Dataset content.
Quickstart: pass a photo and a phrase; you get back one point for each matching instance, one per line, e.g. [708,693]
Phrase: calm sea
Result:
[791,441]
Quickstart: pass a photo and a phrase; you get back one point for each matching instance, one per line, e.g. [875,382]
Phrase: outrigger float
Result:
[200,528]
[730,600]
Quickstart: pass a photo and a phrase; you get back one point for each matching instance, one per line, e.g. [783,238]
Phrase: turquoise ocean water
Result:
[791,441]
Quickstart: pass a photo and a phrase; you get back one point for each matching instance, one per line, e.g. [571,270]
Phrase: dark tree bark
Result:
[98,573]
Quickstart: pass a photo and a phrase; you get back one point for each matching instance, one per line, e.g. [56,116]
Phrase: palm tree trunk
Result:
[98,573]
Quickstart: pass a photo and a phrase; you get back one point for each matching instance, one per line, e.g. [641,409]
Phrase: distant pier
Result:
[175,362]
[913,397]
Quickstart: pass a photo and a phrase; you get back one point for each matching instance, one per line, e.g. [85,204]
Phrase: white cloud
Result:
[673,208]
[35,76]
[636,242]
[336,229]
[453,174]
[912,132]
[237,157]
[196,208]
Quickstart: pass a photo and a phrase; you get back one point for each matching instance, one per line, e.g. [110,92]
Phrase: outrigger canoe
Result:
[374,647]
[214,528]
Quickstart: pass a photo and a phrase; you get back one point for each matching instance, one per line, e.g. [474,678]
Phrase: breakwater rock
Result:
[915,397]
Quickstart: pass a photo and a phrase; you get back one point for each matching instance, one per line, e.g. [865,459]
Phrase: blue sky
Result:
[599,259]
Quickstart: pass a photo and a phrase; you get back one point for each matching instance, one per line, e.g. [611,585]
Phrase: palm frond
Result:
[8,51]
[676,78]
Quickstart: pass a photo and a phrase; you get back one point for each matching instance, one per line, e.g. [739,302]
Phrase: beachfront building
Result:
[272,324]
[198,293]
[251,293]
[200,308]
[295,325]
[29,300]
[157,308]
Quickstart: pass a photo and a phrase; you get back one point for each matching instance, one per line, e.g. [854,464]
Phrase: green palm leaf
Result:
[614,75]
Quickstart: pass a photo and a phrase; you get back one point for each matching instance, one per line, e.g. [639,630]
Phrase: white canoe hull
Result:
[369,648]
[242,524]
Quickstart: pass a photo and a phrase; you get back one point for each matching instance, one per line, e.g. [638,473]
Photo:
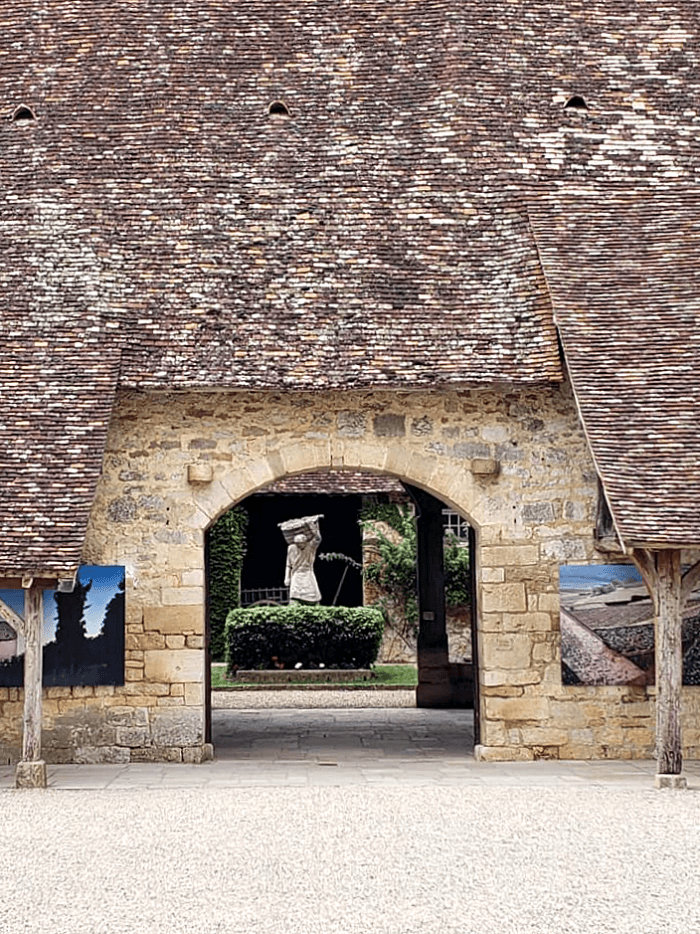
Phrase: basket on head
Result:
[307,526]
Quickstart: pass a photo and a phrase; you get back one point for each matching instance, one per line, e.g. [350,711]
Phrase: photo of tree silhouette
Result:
[83,632]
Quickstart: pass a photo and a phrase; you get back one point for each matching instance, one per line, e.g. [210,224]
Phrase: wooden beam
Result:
[669,662]
[661,571]
[31,770]
[689,582]
[14,619]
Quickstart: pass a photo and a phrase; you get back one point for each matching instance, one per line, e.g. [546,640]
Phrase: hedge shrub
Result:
[227,548]
[335,636]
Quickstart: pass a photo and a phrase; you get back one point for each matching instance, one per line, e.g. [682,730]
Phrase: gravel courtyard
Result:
[351,860]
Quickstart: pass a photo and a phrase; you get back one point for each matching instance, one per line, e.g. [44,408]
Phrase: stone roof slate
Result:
[57,387]
[379,237]
[624,276]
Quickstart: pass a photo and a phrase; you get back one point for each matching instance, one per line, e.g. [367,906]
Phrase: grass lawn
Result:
[387,675]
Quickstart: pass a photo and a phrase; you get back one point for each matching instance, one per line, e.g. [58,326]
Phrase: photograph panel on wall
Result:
[83,632]
[607,627]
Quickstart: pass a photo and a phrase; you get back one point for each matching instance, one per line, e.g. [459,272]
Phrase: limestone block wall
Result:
[513,462]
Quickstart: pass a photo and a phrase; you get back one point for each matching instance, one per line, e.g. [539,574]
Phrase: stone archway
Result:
[441,683]
[175,462]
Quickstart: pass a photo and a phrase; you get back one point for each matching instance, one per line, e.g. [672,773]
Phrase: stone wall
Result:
[514,463]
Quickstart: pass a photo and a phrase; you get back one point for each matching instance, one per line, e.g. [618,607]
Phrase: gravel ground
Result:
[258,700]
[330,860]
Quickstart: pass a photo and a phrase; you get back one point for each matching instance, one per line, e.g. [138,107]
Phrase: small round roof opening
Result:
[278,109]
[23,114]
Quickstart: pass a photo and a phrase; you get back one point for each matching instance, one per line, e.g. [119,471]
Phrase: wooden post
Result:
[669,664]
[661,571]
[433,657]
[31,770]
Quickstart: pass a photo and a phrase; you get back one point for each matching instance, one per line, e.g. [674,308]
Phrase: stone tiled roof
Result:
[57,386]
[624,273]
[378,237]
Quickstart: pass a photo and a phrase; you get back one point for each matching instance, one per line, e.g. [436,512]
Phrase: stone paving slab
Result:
[404,747]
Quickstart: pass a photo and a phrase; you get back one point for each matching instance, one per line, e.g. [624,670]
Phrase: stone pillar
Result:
[433,657]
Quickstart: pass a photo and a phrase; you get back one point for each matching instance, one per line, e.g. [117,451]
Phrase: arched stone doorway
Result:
[515,464]
[441,683]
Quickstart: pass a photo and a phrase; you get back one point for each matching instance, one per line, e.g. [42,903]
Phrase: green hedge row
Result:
[334,636]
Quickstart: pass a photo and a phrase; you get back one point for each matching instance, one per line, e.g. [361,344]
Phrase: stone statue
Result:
[303,538]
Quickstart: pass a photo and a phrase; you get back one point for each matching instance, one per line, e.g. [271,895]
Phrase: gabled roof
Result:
[623,269]
[57,386]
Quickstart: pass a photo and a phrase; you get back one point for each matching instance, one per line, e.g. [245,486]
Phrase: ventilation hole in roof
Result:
[278,109]
[22,114]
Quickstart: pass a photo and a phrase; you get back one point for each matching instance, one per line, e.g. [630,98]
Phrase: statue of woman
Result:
[301,554]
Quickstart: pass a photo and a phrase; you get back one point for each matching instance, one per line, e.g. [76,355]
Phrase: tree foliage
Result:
[394,570]
[227,548]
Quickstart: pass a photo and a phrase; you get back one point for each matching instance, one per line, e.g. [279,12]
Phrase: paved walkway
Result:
[349,746]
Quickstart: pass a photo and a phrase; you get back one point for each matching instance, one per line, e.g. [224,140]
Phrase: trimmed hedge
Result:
[335,636]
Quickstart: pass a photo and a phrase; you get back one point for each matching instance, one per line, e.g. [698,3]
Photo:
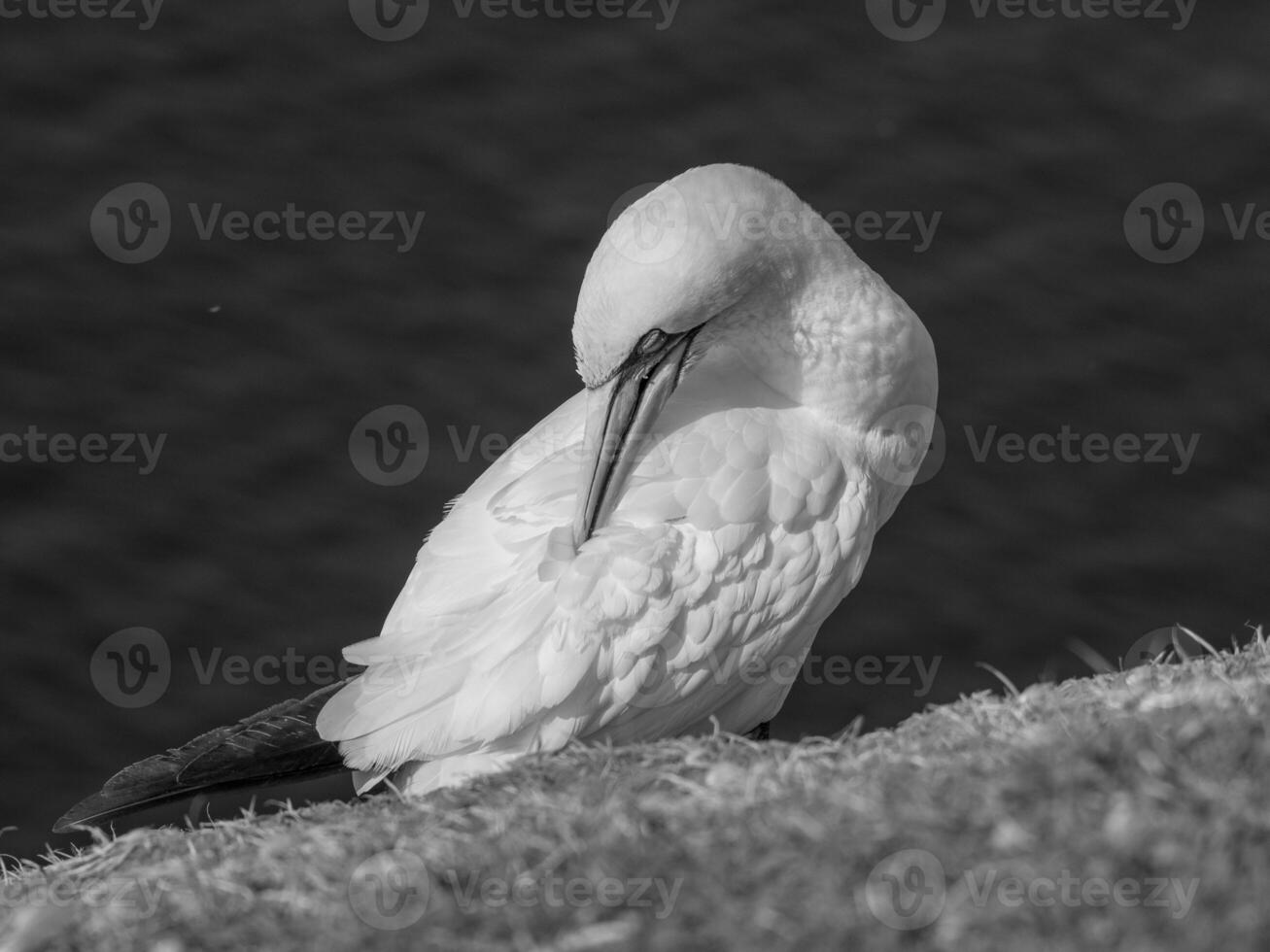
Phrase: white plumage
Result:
[740,509]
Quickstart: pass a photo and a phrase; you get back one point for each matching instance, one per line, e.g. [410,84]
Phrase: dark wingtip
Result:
[276,744]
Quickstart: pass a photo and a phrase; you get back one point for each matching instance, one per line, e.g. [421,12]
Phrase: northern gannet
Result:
[690,517]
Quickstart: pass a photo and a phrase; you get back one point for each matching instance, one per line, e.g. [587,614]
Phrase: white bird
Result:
[661,550]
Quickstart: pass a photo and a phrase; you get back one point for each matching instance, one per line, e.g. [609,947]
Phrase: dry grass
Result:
[1125,810]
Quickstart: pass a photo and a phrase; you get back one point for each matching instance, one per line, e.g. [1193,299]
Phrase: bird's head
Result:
[724,265]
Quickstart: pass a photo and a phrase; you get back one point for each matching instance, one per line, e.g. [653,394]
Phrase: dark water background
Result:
[255,532]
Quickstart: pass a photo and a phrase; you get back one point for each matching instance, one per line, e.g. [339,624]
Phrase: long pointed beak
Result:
[620,417]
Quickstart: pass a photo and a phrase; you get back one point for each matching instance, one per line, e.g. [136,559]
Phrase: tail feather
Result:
[278,743]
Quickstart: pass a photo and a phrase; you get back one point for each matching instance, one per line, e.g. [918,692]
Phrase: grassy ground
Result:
[1126,811]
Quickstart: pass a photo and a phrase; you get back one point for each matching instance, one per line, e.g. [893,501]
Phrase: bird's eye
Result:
[652,342]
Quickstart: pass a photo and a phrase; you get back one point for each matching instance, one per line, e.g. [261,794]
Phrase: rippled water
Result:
[514,137]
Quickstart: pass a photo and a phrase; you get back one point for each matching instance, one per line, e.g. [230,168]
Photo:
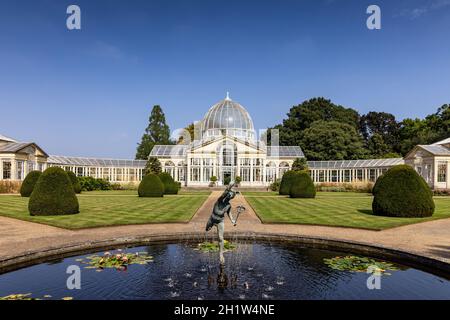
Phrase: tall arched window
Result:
[284,166]
[169,167]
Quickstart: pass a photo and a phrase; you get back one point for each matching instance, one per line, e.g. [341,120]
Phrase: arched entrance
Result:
[227,161]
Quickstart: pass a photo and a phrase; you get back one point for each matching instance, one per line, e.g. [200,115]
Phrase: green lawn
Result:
[109,208]
[343,209]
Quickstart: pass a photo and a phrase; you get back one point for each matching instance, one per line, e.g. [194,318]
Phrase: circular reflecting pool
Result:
[252,271]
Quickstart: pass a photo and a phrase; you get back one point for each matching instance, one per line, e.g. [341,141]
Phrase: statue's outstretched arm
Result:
[230,215]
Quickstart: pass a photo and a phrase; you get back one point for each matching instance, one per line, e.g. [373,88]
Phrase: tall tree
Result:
[377,147]
[157,132]
[302,116]
[153,166]
[381,123]
[191,129]
[332,141]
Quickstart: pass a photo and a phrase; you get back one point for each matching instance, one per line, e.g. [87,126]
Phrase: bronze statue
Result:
[222,207]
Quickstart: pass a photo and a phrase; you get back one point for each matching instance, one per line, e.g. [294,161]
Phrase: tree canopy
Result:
[157,132]
[332,140]
[325,131]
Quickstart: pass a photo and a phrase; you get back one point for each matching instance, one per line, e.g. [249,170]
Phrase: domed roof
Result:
[230,116]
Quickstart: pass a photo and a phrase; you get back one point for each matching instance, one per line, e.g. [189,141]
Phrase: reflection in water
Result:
[252,271]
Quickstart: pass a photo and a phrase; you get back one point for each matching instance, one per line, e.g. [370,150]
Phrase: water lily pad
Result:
[214,246]
[359,264]
[116,260]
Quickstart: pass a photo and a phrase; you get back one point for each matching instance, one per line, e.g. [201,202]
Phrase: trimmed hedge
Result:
[91,184]
[302,186]
[29,182]
[286,182]
[170,186]
[151,186]
[402,192]
[53,194]
[75,182]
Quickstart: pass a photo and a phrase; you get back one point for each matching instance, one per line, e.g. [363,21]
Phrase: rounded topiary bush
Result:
[302,186]
[401,192]
[75,182]
[170,186]
[151,186]
[29,183]
[286,181]
[53,194]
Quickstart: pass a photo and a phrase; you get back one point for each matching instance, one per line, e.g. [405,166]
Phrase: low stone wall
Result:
[427,264]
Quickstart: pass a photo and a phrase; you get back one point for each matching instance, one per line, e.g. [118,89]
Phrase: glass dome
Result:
[228,118]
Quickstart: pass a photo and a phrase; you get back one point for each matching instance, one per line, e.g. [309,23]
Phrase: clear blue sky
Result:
[89,92]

What you should do. Reproduce exactly the section above that begins at the line containing "line, e.g. [546,640]" and ends at the line containing "line, e.g. [624,670]", leaving out all other lines.

Final answer.
Quickstart: pass a photo and a phrase; you get back one point for each matching instance, one per line, e.g. [546,640]
Phrase: hedge shrub
Result:
[227,548]
[335,636]
Quickstart: pass a photo and a phrase; you get back one point for each matching instance, one per line, e.g. [682,730]
Phrase: gravel courtyard
Result:
[351,860]
Quickstart: pass a photo and a phrase; you get back one point for each matching instance, one per line, e.g. [44,408]
Phrase: stone roof slate
Result:
[57,387]
[379,237]
[624,276]
Quickstart: pass a photo and a phrase; you get back one point for each matching instance, one per line, e.g. [367,906]
Phrase: grass lawn
Result:
[387,675]
Quickstart: pass a photo and a phrase; you get back one point for each matching instance, one per line, e.g. [58,326]
Phrase: photograph panel on wall
Result:
[83,632]
[607,627]
Quickstart: pass a photo and a phrase; you get back one point for each matching instance, one per line, e.g. [459,272]
Phrase: limestone block wall
Result:
[513,462]
Quickstart: pass a photo and a phrase; you get back one point for each matching instance, one per line, e.g. [539,574]
Phrase: stone archway
Result:
[441,683]
[175,462]
Quickstart: pass a photo and a phrase; you get back one point for each matching instance, one per line, e.g. [672,773]
Phrase: stone wall
Result:
[514,463]
Quickstart: pass a photo and a phrase; you get back one point for each matching instance, one per line, e.g. [618,607]
Phrase: gravel ground
Result:
[258,700]
[330,860]
Quickstart: pass a photo and a phrase; you get back one point for each matching instance, one per line, e.g. [138,107]
Phrase: small round roof opening
Result:
[278,109]
[23,114]
Quickstart: pass a photo and a phrase; you get back one point for each matching instance, one per line, e.g. [119,471]
Phrase: wooden post
Result:
[669,664]
[661,571]
[433,657]
[31,770]
Quickstart: pass a photo and a phrase; you get back one point for each matching instance, one per line, e.g. [674,308]
Phrase: stone tiled roof
Result:
[57,386]
[624,273]
[378,237]
Quickstart: pass a photo and a phrase; you get back one point for each matching instance, one per line, e.g. [436,512]
Phrase: stone paving slab
Result:
[404,747]
Quickstart: pass a photo and a phrase; you get back one point for each matching instance, one per line, e.g. [624,670]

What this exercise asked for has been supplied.